Coordinate annotation entries:
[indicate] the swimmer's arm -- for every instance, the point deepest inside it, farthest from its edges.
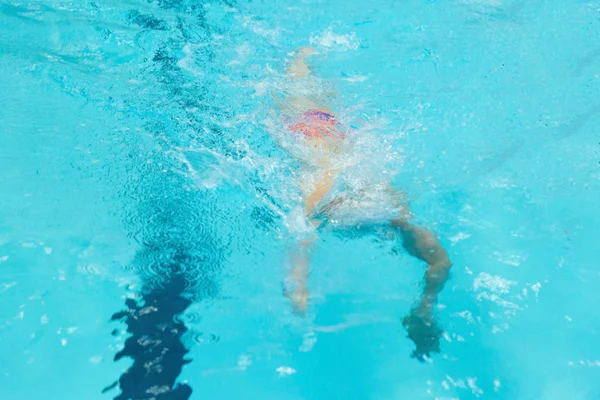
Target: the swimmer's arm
(321, 189)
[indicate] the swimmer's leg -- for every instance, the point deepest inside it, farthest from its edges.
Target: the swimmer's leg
(298, 69)
(420, 324)
(296, 285)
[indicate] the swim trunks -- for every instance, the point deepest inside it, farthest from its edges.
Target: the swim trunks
(317, 124)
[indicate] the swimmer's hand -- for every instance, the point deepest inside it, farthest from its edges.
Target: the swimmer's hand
(423, 331)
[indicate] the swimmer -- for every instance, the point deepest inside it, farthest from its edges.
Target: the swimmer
(317, 127)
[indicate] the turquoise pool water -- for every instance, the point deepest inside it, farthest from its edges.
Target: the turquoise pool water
(143, 201)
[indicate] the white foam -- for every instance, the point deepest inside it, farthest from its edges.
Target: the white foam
(285, 371)
(332, 41)
(495, 284)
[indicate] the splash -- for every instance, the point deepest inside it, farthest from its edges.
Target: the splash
(328, 40)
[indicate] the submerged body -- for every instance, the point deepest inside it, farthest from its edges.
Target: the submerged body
(317, 128)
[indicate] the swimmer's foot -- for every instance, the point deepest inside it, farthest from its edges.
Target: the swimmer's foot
(422, 329)
(299, 300)
(306, 51)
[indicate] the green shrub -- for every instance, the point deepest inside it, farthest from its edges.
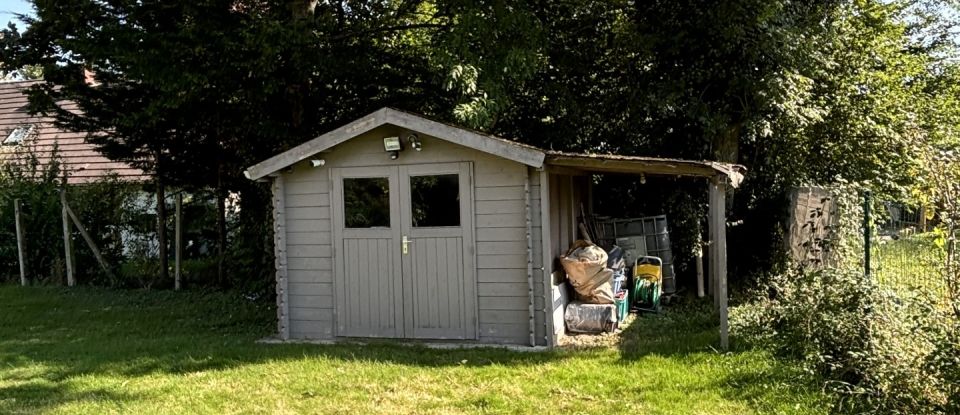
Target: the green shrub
(881, 352)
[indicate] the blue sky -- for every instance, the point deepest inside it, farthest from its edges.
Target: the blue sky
(9, 7)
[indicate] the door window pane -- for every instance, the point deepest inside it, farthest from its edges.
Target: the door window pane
(366, 202)
(435, 200)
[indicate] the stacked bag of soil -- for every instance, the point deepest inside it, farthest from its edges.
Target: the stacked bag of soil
(586, 268)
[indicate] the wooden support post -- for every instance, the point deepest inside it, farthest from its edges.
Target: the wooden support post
(23, 261)
(87, 238)
(280, 256)
(178, 242)
(67, 245)
(699, 262)
(546, 246)
(718, 253)
(699, 265)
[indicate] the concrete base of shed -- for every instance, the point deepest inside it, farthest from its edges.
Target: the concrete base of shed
(453, 345)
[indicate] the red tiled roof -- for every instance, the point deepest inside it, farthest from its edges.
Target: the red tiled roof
(82, 162)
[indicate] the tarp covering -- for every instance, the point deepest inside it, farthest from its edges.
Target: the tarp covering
(586, 268)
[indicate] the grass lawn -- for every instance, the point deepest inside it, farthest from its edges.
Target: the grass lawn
(95, 351)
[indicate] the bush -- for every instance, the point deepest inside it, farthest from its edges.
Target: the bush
(881, 352)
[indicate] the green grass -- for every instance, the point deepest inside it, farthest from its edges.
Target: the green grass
(93, 351)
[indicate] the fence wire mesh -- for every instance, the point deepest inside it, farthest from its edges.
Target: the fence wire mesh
(905, 253)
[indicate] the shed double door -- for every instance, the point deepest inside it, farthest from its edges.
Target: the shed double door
(403, 242)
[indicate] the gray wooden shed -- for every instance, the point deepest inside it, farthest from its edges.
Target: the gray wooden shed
(448, 238)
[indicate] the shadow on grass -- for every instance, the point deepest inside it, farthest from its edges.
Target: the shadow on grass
(32, 398)
(52, 336)
(689, 332)
(133, 333)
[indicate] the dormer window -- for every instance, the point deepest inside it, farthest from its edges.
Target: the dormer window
(19, 134)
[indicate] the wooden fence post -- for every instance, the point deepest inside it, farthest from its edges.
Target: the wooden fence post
(88, 239)
(67, 245)
(23, 262)
(178, 235)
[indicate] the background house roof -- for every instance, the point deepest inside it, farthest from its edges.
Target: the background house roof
(82, 162)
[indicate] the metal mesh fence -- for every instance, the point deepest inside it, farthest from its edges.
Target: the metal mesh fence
(904, 254)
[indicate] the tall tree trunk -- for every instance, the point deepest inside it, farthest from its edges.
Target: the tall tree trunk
(221, 227)
(162, 230)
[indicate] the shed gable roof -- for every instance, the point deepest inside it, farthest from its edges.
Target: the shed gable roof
(511, 150)
(520, 153)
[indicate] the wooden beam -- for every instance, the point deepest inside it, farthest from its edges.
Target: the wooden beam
(718, 252)
(565, 171)
(280, 256)
(635, 166)
(20, 254)
(88, 239)
(67, 245)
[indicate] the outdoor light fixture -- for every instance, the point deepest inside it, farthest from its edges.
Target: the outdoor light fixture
(415, 142)
(393, 146)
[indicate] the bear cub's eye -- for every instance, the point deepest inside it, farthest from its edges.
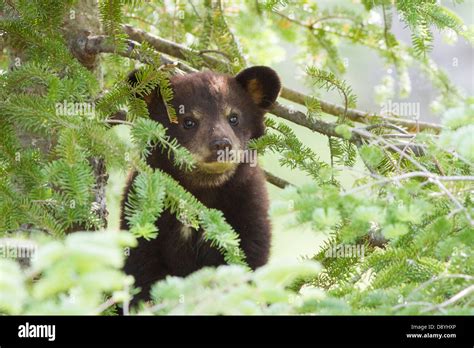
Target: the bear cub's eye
(233, 119)
(189, 123)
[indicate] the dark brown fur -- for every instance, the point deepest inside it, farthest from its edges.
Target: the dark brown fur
(239, 191)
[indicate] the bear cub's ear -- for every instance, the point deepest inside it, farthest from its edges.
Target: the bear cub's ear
(132, 80)
(262, 83)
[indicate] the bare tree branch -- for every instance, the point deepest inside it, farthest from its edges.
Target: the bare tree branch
(182, 52)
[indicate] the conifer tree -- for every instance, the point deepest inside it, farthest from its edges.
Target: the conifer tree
(63, 92)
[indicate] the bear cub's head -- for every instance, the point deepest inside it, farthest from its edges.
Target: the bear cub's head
(217, 114)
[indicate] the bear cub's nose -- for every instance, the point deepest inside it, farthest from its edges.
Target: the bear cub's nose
(220, 144)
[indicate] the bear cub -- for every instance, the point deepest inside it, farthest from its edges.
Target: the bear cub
(216, 113)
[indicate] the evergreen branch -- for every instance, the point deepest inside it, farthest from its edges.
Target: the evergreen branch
(182, 52)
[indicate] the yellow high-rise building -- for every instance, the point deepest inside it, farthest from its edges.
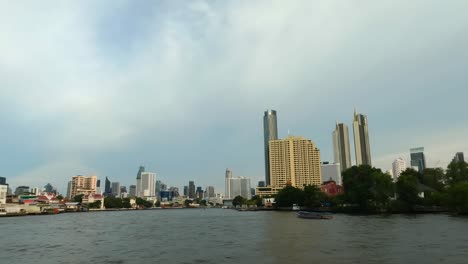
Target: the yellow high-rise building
(296, 161)
(83, 185)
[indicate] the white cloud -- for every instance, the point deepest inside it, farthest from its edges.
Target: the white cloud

(Description of the task):
Print again, word for word, every line from the line with "[indicate] the shed gable" to the final line of the records, inclusive; skip the pictures.

(Result of the task):
[indicate] the shed gable roof -- for every instance, the point deepest inside it, farthest from its edges.
Target: the shed gable roof
(511, 150)
(520, 153)
[indicate] the wooden beam -- for every instance, the point deepest inside it, farthest from its edges.
Target: the wooden beam
(718, 252)
(565, 171)
(280, 256)
(635, 166)
(20, 254)
(88, 239)
(67, 245)
[indicate] the outdoor light fixture -- for every instance, the point deepest inside it, farthest from its edges.
Target: the outdoor light fixture
(415, 142)
(393, 146)
[indicate] the bear cub's eye -- for every instance, the point deepest inside it, farthest from its edges.
Target: the bear cub's eye
(233, 119)
(189, 123)
[indicate] the dark brown fur -- for every instance, the point deepest inside it, farthest from its edges.
Target: the dark brown fur
(239, 191)
[indicate] the bear cub's ear -- for every instance, the point deepest inside it, farthest from its edges.
Target: the bear cub's ear
(132, 80)
(262, 83)
[indicate] the bare tree branch -- for every instance, the point deepest inside it, farthest from its edges.
Target: the bare tree branch
(182, 52)
[indicate] the conifer tree -- for every instance, the point deepest inside it, farthest from its edges.
Target: the conifer tree
(63, 92)
[indicate] the bear cub's head -- for every instance, the point deepest inside it, farthest from its edges.
Target: the bear cub's head
(217, 114)
[indicate] the bear cub's nose -- for every instance, the point deepest inside it, farthest from its edges.
Target: the bear cub's nose
(220, 144)
[indicate] the bear cub -- for every instance, the point deepest inside it, farthest from its edges.
Target: the bear cub
(216, 113)
[indicate] the evergreen branch -- for every instance, the point deepest inside it, farthest from its edges.
Target: the evergreen branch
(182, 52)
[indicate] the yellow high-rise building -- for every instance, the point deepest inside it, farthest from its edges.
Target: the yellow high-rise building
(296, 161)
(83, 185)
[indicate] the white cloud -- for every instance, the point deepest inside it, farthest from its edges.
Target: the white cloud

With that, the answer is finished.